------ Excerpted data

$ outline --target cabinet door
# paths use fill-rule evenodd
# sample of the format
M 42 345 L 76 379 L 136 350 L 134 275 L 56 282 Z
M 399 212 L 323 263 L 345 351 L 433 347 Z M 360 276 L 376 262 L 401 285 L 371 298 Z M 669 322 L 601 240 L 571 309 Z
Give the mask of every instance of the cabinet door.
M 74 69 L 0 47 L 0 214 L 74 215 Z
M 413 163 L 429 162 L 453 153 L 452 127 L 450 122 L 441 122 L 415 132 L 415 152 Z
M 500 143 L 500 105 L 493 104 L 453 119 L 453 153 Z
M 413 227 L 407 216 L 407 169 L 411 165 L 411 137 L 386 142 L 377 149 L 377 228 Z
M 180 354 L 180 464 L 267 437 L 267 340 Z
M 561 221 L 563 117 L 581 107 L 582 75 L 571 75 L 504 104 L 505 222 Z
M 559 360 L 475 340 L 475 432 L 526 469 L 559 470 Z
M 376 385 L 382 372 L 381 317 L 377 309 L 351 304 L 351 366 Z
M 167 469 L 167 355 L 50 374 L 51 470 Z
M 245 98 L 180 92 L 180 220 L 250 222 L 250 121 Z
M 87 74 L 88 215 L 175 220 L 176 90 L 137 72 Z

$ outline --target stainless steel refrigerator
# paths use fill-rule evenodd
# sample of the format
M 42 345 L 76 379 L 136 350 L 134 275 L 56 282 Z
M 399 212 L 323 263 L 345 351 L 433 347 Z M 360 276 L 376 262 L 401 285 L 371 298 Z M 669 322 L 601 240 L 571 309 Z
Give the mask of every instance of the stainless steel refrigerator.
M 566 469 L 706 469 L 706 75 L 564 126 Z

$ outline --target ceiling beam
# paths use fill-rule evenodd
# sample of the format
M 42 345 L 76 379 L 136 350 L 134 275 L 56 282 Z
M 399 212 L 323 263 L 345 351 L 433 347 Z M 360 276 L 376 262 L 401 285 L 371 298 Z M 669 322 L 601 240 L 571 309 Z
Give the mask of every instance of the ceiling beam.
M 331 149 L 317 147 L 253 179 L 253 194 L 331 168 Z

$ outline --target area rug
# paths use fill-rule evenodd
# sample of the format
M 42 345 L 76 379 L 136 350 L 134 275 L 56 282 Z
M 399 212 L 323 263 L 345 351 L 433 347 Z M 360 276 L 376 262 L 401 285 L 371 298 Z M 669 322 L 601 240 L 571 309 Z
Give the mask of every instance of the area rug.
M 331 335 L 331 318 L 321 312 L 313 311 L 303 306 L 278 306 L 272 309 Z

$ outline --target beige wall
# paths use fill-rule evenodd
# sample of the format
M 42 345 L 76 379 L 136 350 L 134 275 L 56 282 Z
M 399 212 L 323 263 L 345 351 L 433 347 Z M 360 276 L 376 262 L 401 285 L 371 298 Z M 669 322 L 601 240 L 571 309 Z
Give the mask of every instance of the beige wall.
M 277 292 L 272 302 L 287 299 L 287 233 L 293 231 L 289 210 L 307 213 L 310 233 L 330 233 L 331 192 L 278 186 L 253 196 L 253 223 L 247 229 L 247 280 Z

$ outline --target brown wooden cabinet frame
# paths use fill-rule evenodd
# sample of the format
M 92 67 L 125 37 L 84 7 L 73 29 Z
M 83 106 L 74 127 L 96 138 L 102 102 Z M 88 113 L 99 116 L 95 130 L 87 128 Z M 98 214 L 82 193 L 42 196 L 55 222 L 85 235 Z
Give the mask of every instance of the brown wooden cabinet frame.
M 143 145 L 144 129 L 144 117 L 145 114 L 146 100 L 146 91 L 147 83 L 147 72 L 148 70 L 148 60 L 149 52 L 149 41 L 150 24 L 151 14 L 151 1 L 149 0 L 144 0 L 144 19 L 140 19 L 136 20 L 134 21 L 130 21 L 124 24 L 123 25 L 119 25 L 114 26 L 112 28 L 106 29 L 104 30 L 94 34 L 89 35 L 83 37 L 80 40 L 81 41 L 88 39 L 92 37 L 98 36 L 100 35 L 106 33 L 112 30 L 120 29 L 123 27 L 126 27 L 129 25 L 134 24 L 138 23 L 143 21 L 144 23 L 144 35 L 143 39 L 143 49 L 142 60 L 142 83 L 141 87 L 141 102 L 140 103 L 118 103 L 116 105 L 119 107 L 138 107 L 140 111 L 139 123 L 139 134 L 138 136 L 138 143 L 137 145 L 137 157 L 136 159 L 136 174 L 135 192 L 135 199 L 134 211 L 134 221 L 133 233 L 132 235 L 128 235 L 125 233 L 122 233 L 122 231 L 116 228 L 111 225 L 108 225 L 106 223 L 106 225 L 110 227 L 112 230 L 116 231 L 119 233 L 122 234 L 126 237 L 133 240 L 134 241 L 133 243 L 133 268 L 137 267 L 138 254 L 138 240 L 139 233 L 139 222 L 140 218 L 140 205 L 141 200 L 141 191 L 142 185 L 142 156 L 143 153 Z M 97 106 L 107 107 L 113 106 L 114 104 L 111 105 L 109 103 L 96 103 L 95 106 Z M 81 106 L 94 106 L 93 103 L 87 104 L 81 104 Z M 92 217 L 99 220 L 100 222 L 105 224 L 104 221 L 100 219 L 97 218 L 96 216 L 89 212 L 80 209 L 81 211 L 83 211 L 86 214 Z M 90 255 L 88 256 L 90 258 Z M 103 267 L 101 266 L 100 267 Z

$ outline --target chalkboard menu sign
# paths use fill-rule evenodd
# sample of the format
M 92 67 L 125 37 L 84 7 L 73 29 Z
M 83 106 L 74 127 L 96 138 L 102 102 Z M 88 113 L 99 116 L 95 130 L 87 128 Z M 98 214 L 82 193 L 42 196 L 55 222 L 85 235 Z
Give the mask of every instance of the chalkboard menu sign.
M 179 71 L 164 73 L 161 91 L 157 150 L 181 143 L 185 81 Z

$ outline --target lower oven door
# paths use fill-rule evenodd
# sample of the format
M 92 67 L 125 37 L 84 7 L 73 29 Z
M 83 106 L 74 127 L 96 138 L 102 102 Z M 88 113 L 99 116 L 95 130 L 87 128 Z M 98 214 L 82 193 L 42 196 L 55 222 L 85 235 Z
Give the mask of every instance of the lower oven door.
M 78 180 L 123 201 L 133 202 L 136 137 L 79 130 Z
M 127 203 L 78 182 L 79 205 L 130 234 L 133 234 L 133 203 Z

------------

Rewrite all of the data above, replacing "every instance" with "each instance" wherever it occurs and leaving everything else unchanged.

— Answer to the problem —
$ outline --target cabinet door
# paths use fill-rule evenodd
# sample of the format
M 42 345 L 76 379 L 136 350 L 134 275 L 56 282 Z
M 399 212 L 323 263 L 345 351 L 433 347 Z M 360 276 L 376 262 L 401 285 L 371 298 Z M 669 322 L 601 240 L 571 309 Z
Give the mask of each instance of the cabinet door.
M 74 69 L 0 47 L 0 214 L 74 215 Z
M 413 163 L 429 162 L 453 153 L 452 127 L 450 122 L 441 122 L 415 132 L 415 152 Z
M 500 143 L 500 105 L 493 104 L 453 119 L 453 153 Z
M 413 227 L 407 216 L 407 169 L 411 165 L 411 137 L 386 142 L 377 149 L 377 228 Z
M 180 354 L 180 464 L 267 437 L 267 340 Z
M 561 221 L 563 117 L 581 107 L 582 75 L 571 75 L 504 104 L 505 222 Z
M 559 360 L 475 340 L 475 432 L 526 469 L 559 470 Z
M 376 385 L 382 372 L 381 317 L 377 309 L 351 304 L 351 366 Z
M 167 469 L 167 355 L 50 374 L 51 470 Z
M 245 98 L 180 92 L 180 220 L 250 222 L 250 121 Z
M 87 74 L 88 215 L 175 220 L 176 90 L 137 72 Z

$ outline --target stainless steel refrigerator
# paths use fill-rule evenodd
# sample of the format
M 42 345 L 76 379 L 136 350 L 134 275 L 56 282 Z
M 399 212 L 323 263 L 345 351 L 433 347 Z M 360 276 L 376 262 L 401 285 L 371 298 Z M 669 322 L 601 240 L 571 309 Z
Give the mask of each instance of the stainless steel refrigerator.
M 566 469 L 706 469 L 706 75 L 564 126 Z

$ outline --target ceiling beam
# paths use fill-rule evenodd
# sample of the format
M 42 345 L 76 379 L 136 350 L 134 275 L 56 282 Z
M 399 212 L 323 263 L 345 351 L 433 347 Z M 360 276 L 376 262 L 401 285 L 371 298 Z M 669 322 L 601 240 L 571 309 Z
Give the mask of each instance of the ceiling beam.
M 331 149 L 317 147 L 253 179 L 253 194 L 331 168 Z

$ outline --target area rug
# paths use fill-rule evenodd
# sample of the format
M 42 345 L 76 379 L 136 350 L 134 275 L 56 282 Z
M 399 212 L 323 263 L 345 351 L 433 347 Z M 360 276 L 376 262 L 401 285 L 371 298 Z M 669 322 L 601 240 L 571 309 Z
Give the mask of each instance of the area rug.
M 331 335 L 331 318 L 321 312 L 313 311 L 303 306 L 278 306 L 272 309 Z

$ outline --target beige wall
# paths use fill-rule evenodd
# sample of the format
M 42 345 L 76 379 L 136 350 L 134 275 L 56 282 Z
M 399 212 L 323 263 L 345 351 L 433 347 Z M 360 276 L 376 262 L 401 285 L 371 298 Z M 669 322 L 601 240 L 571 309 Z
Give the mask of each instance of the beige wall.
M 277 292 L 272 302 L 287 299 L 287 233 L 293 231 L 289 210 L 307 213 L 310 233 L 330 233 L 331 192 L 278 186 L 253 196 L 253 223 L 247 229 L 247 280 Z

$ outline --target brown wooden cabinet frame
# paths use fill-rule evenodd
# sample of the format
M 92 67 L 125 37 L 84 7 L 73 29 Z
M 83 106 L 74 127 L 96 138 L 102 102 Z M 88 113 L 99 116 L 95 130 L 87 128 Z M 98 214 L 82 193 L 42 196 L 55 222 L 85 235 Z
Give the mask of each instance of the brown wooden cabinet frame.
M 143 145 L 144 129 L 144 117 L 145 114 L 146 100 L 146 91 L 147 83 L 147 72 L 148 70 L 148 60 L 149 52 L 149 41 L 150 24 L 151 14 L 151 1 L 149 0 L 144 0 L 144 19 L 140 19 L 136 20 L 134 21 L 130 21 L 124 24 L 123 25 L 119 25 L 114 26 L 112 28 L 106 29 L 104 30 L 94 34 L 89 35 L 83 37 L 80 40 L 81 41 L 88 39 L 92 37 L 98 36 L 100 35 L 106 33 L 112 30 L 120 29 L 123 27 L 126 27 L 129 25 L 134 24 L 138 23 L 143 21 L 144 23 L 144 35 L 143 39 L 143 49 L 142 60 L 142 83 L 141 87 L 141 102 L 140 103 L 118 103 L 116 105 L 119 107 L 138 107 L 140 111 L 139 123 L 139 134 L 138 136 L 138 143 L 137 145 L 137 157 L 136 159 L 136 174 L 135 192 L 135 199 L 134 211 L 134 221 L 133 233 L 132 235 L 128 235 L 125 233 L 122 233 L 122 231 L 116 228 L 111 225 L 108 225 L 106 223 L 106 225 L 110 227 L 112 230 L 116 231 L 119 233 L 122 234 L 126 237 L 133 240 L 134 241 L 133 243 L 133 268 L 137 267 L 138 254 L 138 240 L 139 233 L 139 222 L 140 218 L 140 205 L 141 200 L 141 191 L 142 185 L 142 156 L 143 153 Z M 97 106 L 107 107 L 113 106 L 114 104 L 111 105 L 109 103 L 96 103 L 95 106 Z M 81 106 L 94 106 L 93 103 L 87 104 L 81 104 Z M 92 217 L 99 220 L 100 222 L 105 224 L 104 221 L 100 219 L 97 218 L 96 216 L 89 212 L 80 209 L 81 211 L 83 211 L 86 214 Z M 90 255 L 88 256 L 90 258 Z M 103 267 L 101 266 L 100 267 Z

$ outline --target chalkboard menu sign
# paths use fill-rule evenodd
# sample of the format
M 92 67 L 125 37 L 84 7 L 73 29 Z
M 83 106 L 74 127 L 96 138 L 102 102 Z M 88 113 L 99 116 L 95 130 L 87 128 Z M 98 214 L 82 193 L 42 196 L 55 222 L 85 235 Z
Give the mask of each instance of the chalkboard menu sign.
M 179 71 L 164 73 L 161 91 L 157 150 L 181 143 L 185 81 Z

$ outline --target lower oven door
# paths use fill-rule evenodd
# sample of the format
M 92 67 L 125 37 L 84 7 L 73 29 Z
M 83 106 L 74 127 L 96 138 L 102 102 Z M 88 113 L 99 116 L 95 130 L 87 128 Z M 98 214 L 82 193 L 42 196 L 55 222 L 85 235 Z
Give the mask of each instance of the lower oven door.
M 78 180 L 123 201 L 133 202 L 136 137 L 79 130 Z
M 127 203 L 78 182 L 79 205 L 130 234 L 133 234 L 133 203 Z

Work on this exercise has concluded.